Beginning with the opening line, set down each line of the material below exactly, stopping once the line with "such as [1114,364]." is done.

Data shown:
────────────────────

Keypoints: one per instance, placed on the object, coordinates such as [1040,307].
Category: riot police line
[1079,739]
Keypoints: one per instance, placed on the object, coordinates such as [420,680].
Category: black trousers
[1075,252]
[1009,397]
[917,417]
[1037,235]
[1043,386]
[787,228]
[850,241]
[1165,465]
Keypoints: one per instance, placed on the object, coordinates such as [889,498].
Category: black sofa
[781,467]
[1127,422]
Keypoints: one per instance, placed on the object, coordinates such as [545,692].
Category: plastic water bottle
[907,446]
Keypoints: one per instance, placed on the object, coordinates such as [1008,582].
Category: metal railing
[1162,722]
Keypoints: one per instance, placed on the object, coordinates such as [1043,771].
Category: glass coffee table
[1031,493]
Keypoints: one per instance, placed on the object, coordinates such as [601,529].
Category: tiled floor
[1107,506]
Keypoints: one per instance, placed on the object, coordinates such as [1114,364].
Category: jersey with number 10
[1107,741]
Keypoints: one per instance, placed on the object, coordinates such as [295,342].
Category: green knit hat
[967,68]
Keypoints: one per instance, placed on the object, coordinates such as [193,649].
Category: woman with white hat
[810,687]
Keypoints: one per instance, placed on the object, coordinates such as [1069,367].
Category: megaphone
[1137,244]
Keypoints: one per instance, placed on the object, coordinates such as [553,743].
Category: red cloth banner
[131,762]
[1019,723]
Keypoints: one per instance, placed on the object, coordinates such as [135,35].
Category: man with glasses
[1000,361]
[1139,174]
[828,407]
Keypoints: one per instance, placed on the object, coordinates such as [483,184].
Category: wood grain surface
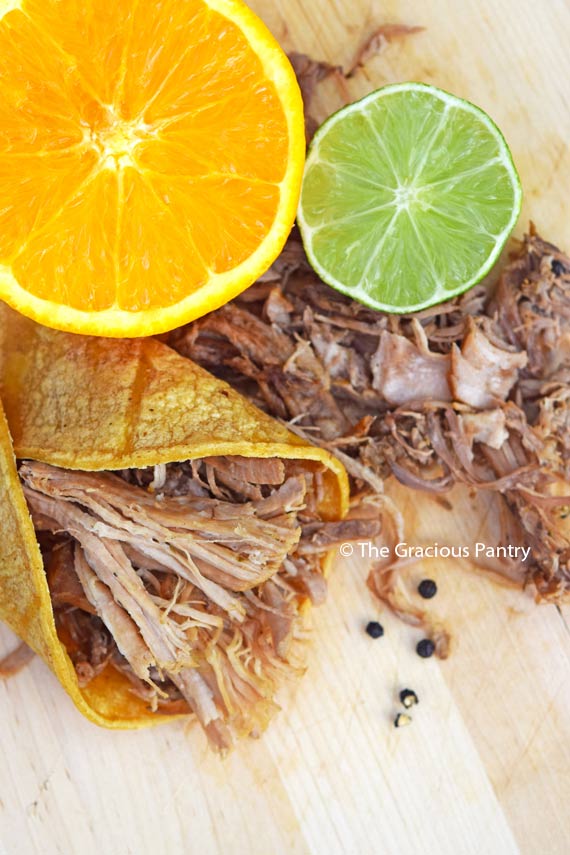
[485,766]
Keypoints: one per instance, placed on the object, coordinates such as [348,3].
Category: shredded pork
[475,391]
[188,578]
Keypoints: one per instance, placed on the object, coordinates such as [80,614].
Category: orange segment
[68,260]
[153,273]
[225,216]
[151,154]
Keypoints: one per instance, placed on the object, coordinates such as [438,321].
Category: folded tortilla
[86,404]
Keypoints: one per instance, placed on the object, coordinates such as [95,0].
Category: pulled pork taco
[161,535]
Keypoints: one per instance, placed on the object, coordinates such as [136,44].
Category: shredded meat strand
[491,407]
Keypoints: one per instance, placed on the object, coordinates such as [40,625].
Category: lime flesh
[408,197]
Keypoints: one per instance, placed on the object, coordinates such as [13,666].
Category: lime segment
[409,195]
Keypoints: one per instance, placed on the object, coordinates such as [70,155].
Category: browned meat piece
[404,373]
[469,391]
[64,585]
[482,374]
[193,591]
[122,628]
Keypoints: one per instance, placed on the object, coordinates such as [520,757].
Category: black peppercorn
[408,698]
[425,648]
[375,629]
[427,589]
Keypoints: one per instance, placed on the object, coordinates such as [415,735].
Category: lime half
[408,197]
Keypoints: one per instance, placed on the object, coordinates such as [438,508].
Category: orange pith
[150,159]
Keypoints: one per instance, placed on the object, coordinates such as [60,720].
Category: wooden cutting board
[485,766]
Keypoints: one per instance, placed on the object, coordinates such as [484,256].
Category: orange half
[151,154]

────────────────────

Response to this task:
Keypoints: one per instance, placed on the object, coordinates such as [1040,307].
Category: riot police line
[1079,739]
Keypoints: one per instance, placed on the object, coordinates such as [420,680].
Category: black trousers
[1075,252]
[1009,397]
[917,417]
[1037,235]
[1043,386]
[787,228]
[850,241]
[1165,465]
Keypoints: one per instance, placed on the object, coordinates such as [889,498].
Category: black sofa
[781,467]
[1127,422]
Keypoints: one per instance, placed on the object, coordinates such as [545,692].
Category: plastic water bottle
[907,446]
Keypoints: one per instance, placed on the object, coordinates such as [1008,582].
Category: metal railing
[1162,722]
Keypoints: one per instance, placed on the object, coordinates such as [1043,771].
Category: glass coffee table
[1031,493]
Keypoints: one per instance, placed on the object, coordinates such as [601,529].
Category: tiled floor
[1107,506]
Keypoints: one per instance, placed on the object, coordinates such as [1114,364].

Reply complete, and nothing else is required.